■ Work request 1:
List every means the essay on Soviet education says children were beaten with.
■ Work request 2:
Reproduce the stretch of the essay on Soviet education from "The education that" through "might need it.".

==== Page excerpt

Diana Petriashvili, Tbilisi
It seems that there is a certain age limit, that once reached, people become nostalgic for the ‘golden age’.
I don’t know how it is in other places, but in our part of the world the ‘golden age’ commonly refers to the Soviet Union times. As for the average age of those who are nostalgic, they are usually people aged 40 and over.
Earlier, when our parents were 40, there was nothing surprising about that – who else should get nostalgic besides them?
Whereas now, the children of the ‘perestroika’ have turned forty. They weren’t around for the times when a normal ticket to Moscow cost 37 RUB. Therefore, their affection for the Soviet Union is a bit confusing.
Present-day quadragenarians are praising ‘Sove’ – i.e., finding some ‘objective pros’, neither denying the Gulags nor trying to justify them.
And, in their opinion, the most ‘objective’, the most beneficial of these ‘objective pros’ was the education system.
In other words, there are the people who still consider Soviet schools and kindergartens to be the best in the world. And I’m astonished every time I hear that.
The education that citizens, who were part of this system, were, if lucky, endowed with, was in reality a by-product. It was equivalent to slag or trash, carelessly dropped at one’s feet, as if to say: take it just in case you might need it.
The real purpose of the system was to work on the ordinary citizen, bringing him/her up to the mark. The system was tasked to turn everyone, including the little ones, into obedient soldiers, loyal to certain ideals and not accepting others.
Since toddlerhood one was indoctrinated to love Grandpa Lenin and hate Americans and, alongside these ‘valuable’ skills, were taught to quickly count from one to twenty and recognize the letters from the native alphabet.
The system did not care much whether it punched one’s lights out, inflicted injuries, maimed or killed – there were plenty of citizens and no one calculated the losses.
My acquaintance, who was a psychologist, once shared with me, as he put it, the most unacceptable experiment he had ever heard of, which one of his patients had been subjected to as a kindergarten pupil.
The teachers in this kindergarten practiced ‘the silence game’: children were forced to sit for hours without uttering a single word.
Then I told him about my kindergarten experience: it was forbidden to go to the WC. It was closed at a certain time of the day and children were expected either to hold it in or pee their pants.
I also can recall an acquaintance of mine who was subjected to ‘public nuding’ because she dared to wear black nylon pantyhose at school. She was made to ‘line up’ before the whole school and forced to take those pantyhose off…
Probably everyone remembers the compulsory retraining of lefties? My classmate’s left hand was tied up her – for purely good intentions, since it was necessary for her to get used to writing with her right hand, like all Soviet schoolchildren did.
And everyone remembers the well-known division of the class into the ‘strong’ and ‘weak’. We had it the very first week in our first grade and the children, once termed as ‘weak’ by a Soviet teacher, had this label until their graduation. However, an honored Soviet teacher did not limit herself to just this and called one of her students ‘mentally retarded’ just because the child needed a speech therapist. Needless to say, this ‘title’ stay with him for many years to come.
Say nothing of the physical violence that was regarded as the norm: children were battered with pointers, rulers and bare fists; their hair was pulled and ears twisted, and that was considered a legitimate part of the educational process.
First-graders were taken sightseeing to the school bomb shelters, shown where they were located in case of a nuclear attack. A six-year old child was told in detail about all possible scenarios that could befall upon him if the
‘bad’ Pentagon pulled some stunt.
Today’s society, which is far from being perfect, would absolutely rightly perceive all these experiments, punishment and pedagogical approaches as torture.
I would like to add that there is not a jot of fiction in the aforementioned examples; they are all documented, and I would be happy to present the numbers of the kindergartens and schools, as well as the names of the directors, teachers and educators.
It would be wonderful if these glorious Soviet humanists could be held accountable for all the wet panties, torn pigtails and crippled lives.
These people should be judged for war crimes, shouldn’t they?

========
==== Information provided

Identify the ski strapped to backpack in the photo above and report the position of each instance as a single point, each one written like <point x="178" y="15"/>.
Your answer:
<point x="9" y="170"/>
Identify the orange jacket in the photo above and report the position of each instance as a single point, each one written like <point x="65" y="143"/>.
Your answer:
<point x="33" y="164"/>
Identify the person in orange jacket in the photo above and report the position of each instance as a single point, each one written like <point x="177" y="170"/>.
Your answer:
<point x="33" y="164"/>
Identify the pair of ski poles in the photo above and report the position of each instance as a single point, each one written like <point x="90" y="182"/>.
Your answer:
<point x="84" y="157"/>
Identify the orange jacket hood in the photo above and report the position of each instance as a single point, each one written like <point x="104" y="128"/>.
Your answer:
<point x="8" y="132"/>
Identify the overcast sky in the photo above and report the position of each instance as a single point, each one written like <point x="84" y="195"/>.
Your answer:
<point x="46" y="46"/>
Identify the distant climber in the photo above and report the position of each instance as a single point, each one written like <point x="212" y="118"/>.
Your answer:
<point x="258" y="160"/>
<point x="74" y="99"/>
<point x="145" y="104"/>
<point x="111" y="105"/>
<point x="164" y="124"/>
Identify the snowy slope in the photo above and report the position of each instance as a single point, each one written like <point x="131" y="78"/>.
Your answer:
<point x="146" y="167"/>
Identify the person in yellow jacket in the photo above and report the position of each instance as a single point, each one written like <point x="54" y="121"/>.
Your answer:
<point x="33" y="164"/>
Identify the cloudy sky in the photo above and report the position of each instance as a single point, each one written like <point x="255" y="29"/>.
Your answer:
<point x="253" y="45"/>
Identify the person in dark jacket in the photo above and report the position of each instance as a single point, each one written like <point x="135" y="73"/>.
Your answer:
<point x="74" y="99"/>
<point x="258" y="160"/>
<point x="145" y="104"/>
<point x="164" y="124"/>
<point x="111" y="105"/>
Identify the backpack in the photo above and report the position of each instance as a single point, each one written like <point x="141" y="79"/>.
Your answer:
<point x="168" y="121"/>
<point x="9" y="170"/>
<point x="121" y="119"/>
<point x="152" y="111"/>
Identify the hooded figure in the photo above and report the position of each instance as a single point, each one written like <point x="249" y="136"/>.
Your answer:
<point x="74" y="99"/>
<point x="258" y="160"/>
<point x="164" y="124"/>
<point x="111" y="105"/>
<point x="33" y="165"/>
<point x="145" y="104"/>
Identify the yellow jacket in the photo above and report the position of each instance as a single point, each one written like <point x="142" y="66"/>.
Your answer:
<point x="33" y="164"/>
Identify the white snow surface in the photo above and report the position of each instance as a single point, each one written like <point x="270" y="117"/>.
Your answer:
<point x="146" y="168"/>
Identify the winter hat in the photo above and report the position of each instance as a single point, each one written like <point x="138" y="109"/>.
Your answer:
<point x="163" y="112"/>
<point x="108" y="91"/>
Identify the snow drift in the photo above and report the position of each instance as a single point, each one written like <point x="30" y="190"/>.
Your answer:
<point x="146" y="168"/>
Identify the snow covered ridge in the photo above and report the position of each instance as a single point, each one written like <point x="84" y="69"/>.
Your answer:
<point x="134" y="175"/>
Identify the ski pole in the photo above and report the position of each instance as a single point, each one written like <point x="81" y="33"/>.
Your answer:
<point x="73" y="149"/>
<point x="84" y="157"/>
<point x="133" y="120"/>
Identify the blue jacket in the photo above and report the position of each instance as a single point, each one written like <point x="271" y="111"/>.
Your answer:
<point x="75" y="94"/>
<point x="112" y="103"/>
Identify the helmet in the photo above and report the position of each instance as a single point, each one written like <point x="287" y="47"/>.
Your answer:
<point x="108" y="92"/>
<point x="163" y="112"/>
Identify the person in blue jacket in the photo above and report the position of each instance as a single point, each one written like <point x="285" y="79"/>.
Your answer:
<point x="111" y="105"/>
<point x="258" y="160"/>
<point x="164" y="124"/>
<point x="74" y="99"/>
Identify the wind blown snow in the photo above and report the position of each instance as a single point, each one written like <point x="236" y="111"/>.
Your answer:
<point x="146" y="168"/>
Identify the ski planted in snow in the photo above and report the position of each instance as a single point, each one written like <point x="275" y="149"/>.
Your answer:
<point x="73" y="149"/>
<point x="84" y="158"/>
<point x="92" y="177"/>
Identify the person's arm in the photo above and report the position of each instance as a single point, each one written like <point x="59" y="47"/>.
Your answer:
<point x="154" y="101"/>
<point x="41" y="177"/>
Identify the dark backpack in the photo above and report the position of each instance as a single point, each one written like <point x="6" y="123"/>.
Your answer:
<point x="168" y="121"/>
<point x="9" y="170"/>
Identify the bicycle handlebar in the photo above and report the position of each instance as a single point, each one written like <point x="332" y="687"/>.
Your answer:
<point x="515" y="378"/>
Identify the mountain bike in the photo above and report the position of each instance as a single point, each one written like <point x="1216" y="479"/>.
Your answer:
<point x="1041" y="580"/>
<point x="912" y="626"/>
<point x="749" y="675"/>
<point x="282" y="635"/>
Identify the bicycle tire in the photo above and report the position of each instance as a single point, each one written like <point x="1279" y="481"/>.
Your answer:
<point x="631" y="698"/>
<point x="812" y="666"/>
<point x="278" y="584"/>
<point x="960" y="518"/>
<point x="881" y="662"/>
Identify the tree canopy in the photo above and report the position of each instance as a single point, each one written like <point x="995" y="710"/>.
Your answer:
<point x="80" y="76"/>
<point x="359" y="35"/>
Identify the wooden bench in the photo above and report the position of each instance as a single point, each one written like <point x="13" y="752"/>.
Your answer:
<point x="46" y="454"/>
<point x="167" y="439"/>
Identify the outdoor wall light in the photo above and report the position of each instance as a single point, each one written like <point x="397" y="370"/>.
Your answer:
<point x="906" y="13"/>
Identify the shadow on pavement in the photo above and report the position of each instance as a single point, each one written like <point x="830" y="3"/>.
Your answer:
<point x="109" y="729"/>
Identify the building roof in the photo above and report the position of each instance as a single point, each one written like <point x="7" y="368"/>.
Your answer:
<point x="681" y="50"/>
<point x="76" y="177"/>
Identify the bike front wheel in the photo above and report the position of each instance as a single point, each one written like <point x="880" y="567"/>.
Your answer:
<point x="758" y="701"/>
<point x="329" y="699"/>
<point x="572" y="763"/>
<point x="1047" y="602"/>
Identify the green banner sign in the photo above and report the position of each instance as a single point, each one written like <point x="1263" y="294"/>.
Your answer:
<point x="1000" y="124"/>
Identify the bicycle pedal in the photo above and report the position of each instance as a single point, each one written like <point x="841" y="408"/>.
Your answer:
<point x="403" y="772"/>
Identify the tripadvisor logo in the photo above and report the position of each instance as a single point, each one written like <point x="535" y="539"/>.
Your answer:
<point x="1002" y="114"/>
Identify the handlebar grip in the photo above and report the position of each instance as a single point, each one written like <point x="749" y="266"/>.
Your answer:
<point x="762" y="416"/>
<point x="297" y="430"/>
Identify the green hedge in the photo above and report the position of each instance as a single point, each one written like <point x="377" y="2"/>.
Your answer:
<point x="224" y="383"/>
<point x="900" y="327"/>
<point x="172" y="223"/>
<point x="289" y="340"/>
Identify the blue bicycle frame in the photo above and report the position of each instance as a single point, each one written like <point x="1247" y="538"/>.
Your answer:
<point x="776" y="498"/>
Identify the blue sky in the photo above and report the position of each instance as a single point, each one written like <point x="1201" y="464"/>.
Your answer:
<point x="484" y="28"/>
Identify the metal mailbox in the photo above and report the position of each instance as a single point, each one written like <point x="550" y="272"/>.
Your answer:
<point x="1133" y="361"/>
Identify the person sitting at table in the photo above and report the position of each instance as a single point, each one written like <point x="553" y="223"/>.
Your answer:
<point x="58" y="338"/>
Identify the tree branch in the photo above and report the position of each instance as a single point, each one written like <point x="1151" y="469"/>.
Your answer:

========

■ Problem solution 1:
pointers, rulers, bare fists

■ Problem solution 2:
The education that citizens, who were part of this system, were, if lucky, endowed with, was in reality a by-product. It was equivalent to slag or trash, carelessly dropped at one’s feet, as if to say: take it just in case you might need it.